:: What is expected ::
Produce an exact transcription of the listing below, omitting the pictures.
[Input data start]
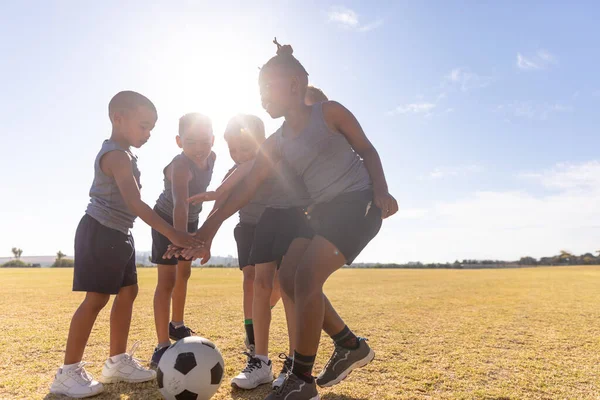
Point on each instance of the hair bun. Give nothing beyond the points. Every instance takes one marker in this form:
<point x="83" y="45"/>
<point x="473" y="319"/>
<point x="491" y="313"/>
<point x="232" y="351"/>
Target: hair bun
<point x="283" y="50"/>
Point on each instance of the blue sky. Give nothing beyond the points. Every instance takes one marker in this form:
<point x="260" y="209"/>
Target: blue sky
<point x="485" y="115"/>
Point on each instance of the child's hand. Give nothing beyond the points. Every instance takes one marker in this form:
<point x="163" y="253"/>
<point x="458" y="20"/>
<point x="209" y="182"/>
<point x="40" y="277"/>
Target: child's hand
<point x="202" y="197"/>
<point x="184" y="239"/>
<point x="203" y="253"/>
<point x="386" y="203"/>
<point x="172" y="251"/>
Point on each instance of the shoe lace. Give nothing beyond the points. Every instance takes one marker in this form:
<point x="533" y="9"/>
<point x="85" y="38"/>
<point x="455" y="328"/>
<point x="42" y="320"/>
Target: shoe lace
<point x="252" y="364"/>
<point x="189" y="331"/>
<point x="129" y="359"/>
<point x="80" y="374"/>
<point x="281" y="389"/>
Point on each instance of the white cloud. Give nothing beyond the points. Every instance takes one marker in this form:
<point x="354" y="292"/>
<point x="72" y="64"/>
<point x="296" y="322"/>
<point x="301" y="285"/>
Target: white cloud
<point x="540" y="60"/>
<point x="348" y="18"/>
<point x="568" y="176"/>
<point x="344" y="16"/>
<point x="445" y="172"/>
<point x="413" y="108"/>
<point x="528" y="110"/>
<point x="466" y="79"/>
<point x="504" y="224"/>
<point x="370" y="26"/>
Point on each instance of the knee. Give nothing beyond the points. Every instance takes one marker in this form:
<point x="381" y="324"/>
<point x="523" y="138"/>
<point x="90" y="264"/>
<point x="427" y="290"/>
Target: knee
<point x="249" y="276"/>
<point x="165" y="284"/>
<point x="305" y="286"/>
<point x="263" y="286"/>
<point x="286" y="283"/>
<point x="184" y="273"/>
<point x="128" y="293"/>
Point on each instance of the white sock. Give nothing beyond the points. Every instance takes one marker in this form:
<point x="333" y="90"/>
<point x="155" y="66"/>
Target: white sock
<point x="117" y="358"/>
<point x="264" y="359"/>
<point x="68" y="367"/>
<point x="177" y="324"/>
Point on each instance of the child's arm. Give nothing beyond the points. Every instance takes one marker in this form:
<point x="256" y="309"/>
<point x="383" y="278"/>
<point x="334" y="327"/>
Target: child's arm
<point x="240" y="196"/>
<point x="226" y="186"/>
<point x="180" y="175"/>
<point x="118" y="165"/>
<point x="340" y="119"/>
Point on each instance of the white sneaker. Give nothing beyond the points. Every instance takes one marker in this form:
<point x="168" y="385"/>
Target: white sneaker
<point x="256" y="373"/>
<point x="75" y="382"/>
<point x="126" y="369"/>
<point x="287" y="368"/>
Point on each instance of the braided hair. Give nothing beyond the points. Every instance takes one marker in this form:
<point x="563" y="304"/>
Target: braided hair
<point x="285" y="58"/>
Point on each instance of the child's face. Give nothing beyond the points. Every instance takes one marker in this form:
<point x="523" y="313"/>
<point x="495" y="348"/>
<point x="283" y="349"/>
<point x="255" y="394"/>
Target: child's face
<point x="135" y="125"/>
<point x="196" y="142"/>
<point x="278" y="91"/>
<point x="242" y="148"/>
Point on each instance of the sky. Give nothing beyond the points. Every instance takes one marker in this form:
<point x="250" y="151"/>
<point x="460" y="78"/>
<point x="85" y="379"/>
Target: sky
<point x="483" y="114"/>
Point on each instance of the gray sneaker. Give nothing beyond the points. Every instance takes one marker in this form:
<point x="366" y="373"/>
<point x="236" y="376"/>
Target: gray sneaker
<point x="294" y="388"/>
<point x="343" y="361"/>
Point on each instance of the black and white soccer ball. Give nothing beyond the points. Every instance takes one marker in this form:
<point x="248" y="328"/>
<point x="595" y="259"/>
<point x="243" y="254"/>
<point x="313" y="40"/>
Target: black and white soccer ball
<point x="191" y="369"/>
[Input data end]
:: Answer in full ::
Point on each instance of the hair bun. Give nothing beyond the points. Every instance takes one marker in this form:
<point x="83" y="45"/>
<point x="473" y="319"/>
<point x="491" y="313"/>
<point x="232" y="351"/>
Target: hair bun
<point x="283" y="50"/>
Point on each instance of the blue sky. Give nothing beyond the points. Every instance takes one marker in this form:
<point x="260" y="209"/>
Target: blue sky
<point x="485" y="115"/>
Point on each instance of the child's hand. Give nothing beyond the points. Every instance takes one marker in this form:
<point x="163" y="253"/>
<point x="458" y="20"/>
<point x="209" y="182"/>
<point x="40" y="277"/>
Target: child's hand
<point x="202" y="197"/>
<point x="184" y="239"/>
<point x="203" y="253"/>
<point x="386" y="203"/>
<point x="172" y="251"/>
Point on each instance of the shoe lace. Give nothing beyond the points. Every instance takes one marker in this form:
<point x="533" y="9"/>
<point x="85" y="38"/>
<point x="455" y="328"/>
<point x="42" y="320"/>
Target: shoe lace
<point x="252" y="364"/>
<point x="189" y="331"/>
<point x="129" y="359"/>
<point x="80" y="374"/>
<point x="281" y="389"/>
Point on each instance of the white cloud. Give nothing beyond the points. Every instance takes one marker in this form:
<point x="354" y="292"/>
<point x="72" y="64"/>
<point x="296" y="322"/>
<point x="301" y="285"/>
Target: white cloud
<point x="540" y="60"/>
<point x="348" y="18"/>
<point x="568" y="176"/>
<point x="344" y="16"/>
<point x="445" y="172"/>
<point x="413" y="108"/>
<point x="528" y="110"/>
<point x="466" y="79"/>
<point x="504" y="224"/>
<point x="370" y="26"/>
Point on each instance of the knee. Give nothing beyond the points. Every instance takes one marker in this form:
<point x="381" y="324"/>
<point x="523" y="138"/>
<point x="90" y="264"/>
<point x="427" y="290"/>
Target: knee
<point x="249" y="276"/>
<point x="165" y="284"/>
<point x="305" y="286"/>
<point x="263" y="286"/>
<point x="286" y="283"/>
<point x="184" y="273"/>
<point x="128" y="293"/>
Point on each instance of the white sock. Give nothing beyond the points. Every instance takes one marker in this form:
<point x="333" y="90"/>
<point x="155" y="66"/>
Target: white sock
<point x="117" y="358"/>
<point x="264" y="359"/>
<point x="68" y="367"/>
<point x="177" y="324"/>
Point on each instance of the child's arm. Give nothing beyond the points. Every instance takes one marker in this form:
<point x="256" y="309"/>
<point x="383" y="278"/>
<point x="334" y="327"/>
Target: child's arm
<point x="240" y="196"/>
<point x="226" y="186"/>
<point x="180" y="175"/>
<point x="118" y="165"/>
<point x="340" y="119"/>
Point on each instance of the white sneaker. Give nothing beyond the points. Every instance takes one marker in this form:
<point x="168" y="385"/>
Target: white sneaker
<point x="256" y="373"/>
<point x="75" y="382"/>
<point x="126" y="369"/>
<point x="287" y="368"/>
Point on each instance of the braided hair. Give nothing beyond the points. Every instance takes one marker in this form:
<point x="563" y="304"/>
Target: braided hair
<point x="285" y="58"/>
Point on each instance of the child's face. Give nothing beyond the points. Every instance takes one marker in this form:
<point x="523" y="313"/>
<point x="495" y="348"/>
<point x="283" y="349"/>
<point x="255" y="394"/>
Target: child's face
<point x="135" y="125"/>
<point x="196" y="142"/>
<point x="278" y="91"/>
<point x="242" y="148"/>
Point on each instance of the sky. Give nothing beyond the points. Every instance takes one marker in this form:
<point x="250" y="151"/>
<point x="460" y="78"/>
<point x="85" y="379"/>
Target: sky
<point x="483" y="114"/>
Point on each instance of the gray sneaker. Give nothing beyond the points. Every instance takes one marker in this form:
<point x="366" y="373"/>
<point x="236" y="376"/>
Target: gray sneaker
<point x="294" y="388"/>
<point x="343" y="361"/>
Point on each instance of the black and white soccer ball. Give nothing beyond the points. Every instance takes one marker in this form:
<point x="248" y="328"/>
<point x="595" y="259"/>
<point x="243" y="254"/>
<point x="313" y="40"/>
Target: black and white soccer ball
<point x="191" y="369"/>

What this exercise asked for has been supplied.